## Direction
Without the pictures, set down every line of the data exactly.

## Material
-*-
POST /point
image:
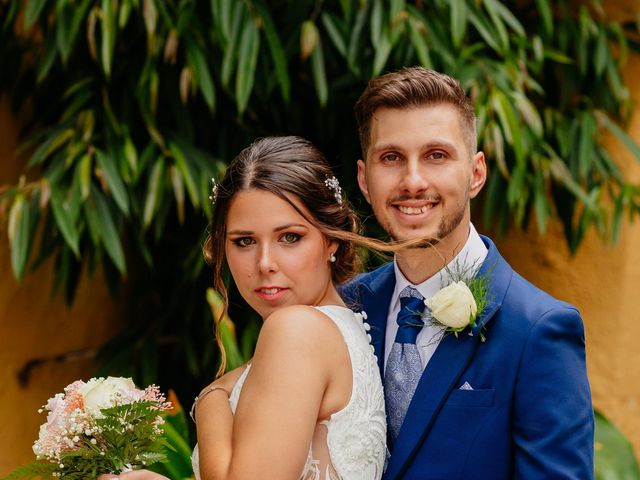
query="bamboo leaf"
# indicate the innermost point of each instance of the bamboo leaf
(319, 74)
(248, 54)
(586, 146)
(185, 170)
(108, 231)
(32, 12)
(355, 39)
(228, 60)
(382, 53)
(621, 135)
(49, 146)
(203, 77)
(601, 56)
(458, 21)
(277, 53)
(109, 27)
(178, 191)
(63, 215)
(419, 42)
(19, 235)
(377, 21)
(308, 39)
(114, 180)
(154, 192)
(544, 9)
(335, 33)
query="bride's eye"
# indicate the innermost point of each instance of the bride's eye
(290, 237)
(243, 241)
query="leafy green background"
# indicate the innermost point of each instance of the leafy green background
(131, 106)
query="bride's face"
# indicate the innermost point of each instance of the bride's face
(276, 257)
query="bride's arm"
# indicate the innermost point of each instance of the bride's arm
(269, 438)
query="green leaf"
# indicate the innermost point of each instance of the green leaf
(203, 77)
(248, 54)
(377, 21)
(621, 135)
(614, 458)
(19, 235)
(178, 191)
(382, 53)
(65, 220)
(108, 231)
(319, 74)
(419, 42)
(277, 52)
(114, 180)
(154, 192)
(50, 145)
(185, 170)
(109, 28)
(228, 60)
(355, 39)
(544, 9)
(601, 56)
(458, 21)
(335, 32)
(33, 11)
(586, 149)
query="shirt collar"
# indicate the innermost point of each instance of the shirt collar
(468, 260)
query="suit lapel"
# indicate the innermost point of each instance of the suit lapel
(376, 295)
(443, 372)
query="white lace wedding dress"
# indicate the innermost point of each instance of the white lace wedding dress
(351, 444)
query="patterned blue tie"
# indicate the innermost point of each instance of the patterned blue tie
(404, 366)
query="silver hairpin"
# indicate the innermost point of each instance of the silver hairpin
(214, 191)
(333, 185)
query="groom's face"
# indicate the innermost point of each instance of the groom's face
(418, 174)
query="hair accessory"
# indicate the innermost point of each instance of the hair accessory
(214, 191)
(333, 185)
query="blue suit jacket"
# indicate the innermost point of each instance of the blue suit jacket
(529, 415)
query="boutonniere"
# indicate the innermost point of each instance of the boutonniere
(457, 306)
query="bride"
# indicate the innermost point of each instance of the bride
(309, 405)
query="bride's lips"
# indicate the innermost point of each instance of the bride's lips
(271, 292)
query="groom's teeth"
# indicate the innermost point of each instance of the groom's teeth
(412, 210)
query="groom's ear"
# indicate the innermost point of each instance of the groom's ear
(362, 180)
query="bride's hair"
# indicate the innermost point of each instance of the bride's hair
(289, 167)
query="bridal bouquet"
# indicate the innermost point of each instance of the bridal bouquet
(104, 425)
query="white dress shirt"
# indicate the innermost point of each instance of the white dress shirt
(468, 260)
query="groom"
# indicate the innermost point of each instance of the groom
(508, 397)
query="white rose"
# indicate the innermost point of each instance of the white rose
(453, 306)
(109, 392)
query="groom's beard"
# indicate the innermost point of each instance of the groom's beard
(448, 224)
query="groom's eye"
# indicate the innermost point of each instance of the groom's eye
(390, 157)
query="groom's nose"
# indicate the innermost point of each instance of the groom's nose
(414, 180)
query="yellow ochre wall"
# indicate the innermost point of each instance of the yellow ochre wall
(35, 325)
(603, 281)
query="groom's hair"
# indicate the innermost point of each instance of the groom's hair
(410, 88)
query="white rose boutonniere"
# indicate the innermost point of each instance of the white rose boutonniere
(453, 306)
(456, 306)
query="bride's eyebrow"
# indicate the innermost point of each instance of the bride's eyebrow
(276, 229)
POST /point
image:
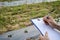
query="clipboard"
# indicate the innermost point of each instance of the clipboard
(43, 28)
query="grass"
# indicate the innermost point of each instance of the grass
(12, 18)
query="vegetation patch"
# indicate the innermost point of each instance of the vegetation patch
(12, 18)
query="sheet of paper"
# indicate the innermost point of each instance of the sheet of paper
-*-
## The solution
POST /point
image:
query="bamboo leaf"
# indicate the innermost point of each instance of the bamboo leaf
(319, 74)
(248, 54)
(586, 146)
(185, 170)
(108, 231)
(32, 12)
(355, 39)
(228, 60)
(382, 53)
(621, 135)
(49, 146)
(203, 77)
(601, 56)
(458, 21)
(277, 53)
(109, 27)
(178, 191)
(63, 215)
(419, 42)
(19, 235)
(377, 21)
(308, 39)
(114, 180)
(154, 192)
(544, 9)
(335, 33)
query="bride's eye"
# indicate the innermost point of each instance of the bride's eye
(290, 237)
(243, 241)
query="leafy green background"
# indicate the innermost point of each instance of the leafy green background
(131, 106)
query="bride's face"
# indicate the innermost point of each instance of the bride's face
(276, 257)
query="bride's arm"
# indicate the innermost point of each instance of the bride's arm
(269, 438)
query="green leaf"
# indicate the innermost point of each instance of the green leaf
(203, 77)
(248, 54)
(377, 21)
(621, 135)
(614, 458)
(19, 235)
(178, 191)
(382, 53)
(65, 220)
(108, 231)
(319, 74)
(419, 42)
(277, 52)
(114, 180)
(154, 192)
(50, 145)
(185, 170)
(109, 28)
(228, 60)
(355, 39)
(544, 9)
(601, 56)
(458, 21)
(335, 32)
(33, 11)
(586, 149)
query="shirt collar"
# indicate the innermost point of each instance of the shirt collar
(468, 260)
query="suit lapel"
# indicate the innermost point of each instance of the suit lapel
(376, 295)
(443, 372)
query="white lace wedding dress"
# indicate the innermost point of each instance of the white lace wedding dress
(351, 444)
query="patterned blue tie"
# indicate the innermost point of each instance of the patterned blue tie
(404, 366)
query="silver hairpin"
# indicate the innermost point of each instance of the silver hairpin
(214, 191)
(333, 185)
query="groom's face"
# indicate the innermost point of each instance of the groom's face
(418, 174)
query="hair accessory"
# indicate the innermost point of each instance of the hair accessory
(214, 191)
(333, 185)
query="blue suit jacket"
# indicate the innermost point of each instance of the blue suit jacket
(529, 415)
query="boutonniere"
# indicate the innermost point of each instance of the boutonniere
(457, 306)
query="bride"
# indicate the innermost point of each instance of the bride
(309, 405)
query="bride's lips"
# indicate the innermost point of each instance of the bride's lips
(271, 292)
query="groom's teeth"
# indicate the innermost point of each instance of the groom's teeth
(412, 210)
query="groom's ear"
# indicate the innermost point of each instance of the groom's ear
(362, 180)
query="bride's hair"
# indicate the innermost point of each instance of the bride's hair
(289, 167)
query="bridal bouquet"
# indicate the innermost point of each instance of the bridal bouquet
(104, 425)
query="white dress shirt"
# indicate the innermost point of each instance of the white dress shirt
(468, 260)
query="groom"
# indicate the innermost point of each instance of the groom
(508, 397)
query="white rose"
# indicate the innermost point of each instance of the white rose
(453, 306)
(109, 392)
query="groom's beard"
# indicate the innermost point of each instance of the groom's beard
(448, 224)
query="groom's eye"
# indicate the innermost point of each instance of the groom's eye
(390, 157)
query="groom's nose"
# indicate the innermost point of each instance of the groom's nose
(414, 180)
query="yellow ochre wall"
# indicate the innermost point of each instance of the yellow ochre wall
(35, 325)
(603, 281)
query="groom's hair"
# indicate the innermost point of each instance of the groom's hair
(410, 88)
query="white rose boutonniere"
# indicate the innermost point of each instance of the white rose boutonniere
(453, 306)
(456, 306)
query="bride's eyebrow"
# indicate the innermost point of each instance of the bride's eyebrow
(276, 229)
POST /point
image:
query="clipboard"
# indicate the innermost point of each instance of the clipboard
(43, 28)
query="grass"
# indicate the innermost point of each instance of the grass
(12, 18)
query="vegetation patch"
# indicate the innermost point of each instance of the vegetation patch
(12, 18)
query="sheet of paper"
# indicate the innermost point of each instance of the sheet of paper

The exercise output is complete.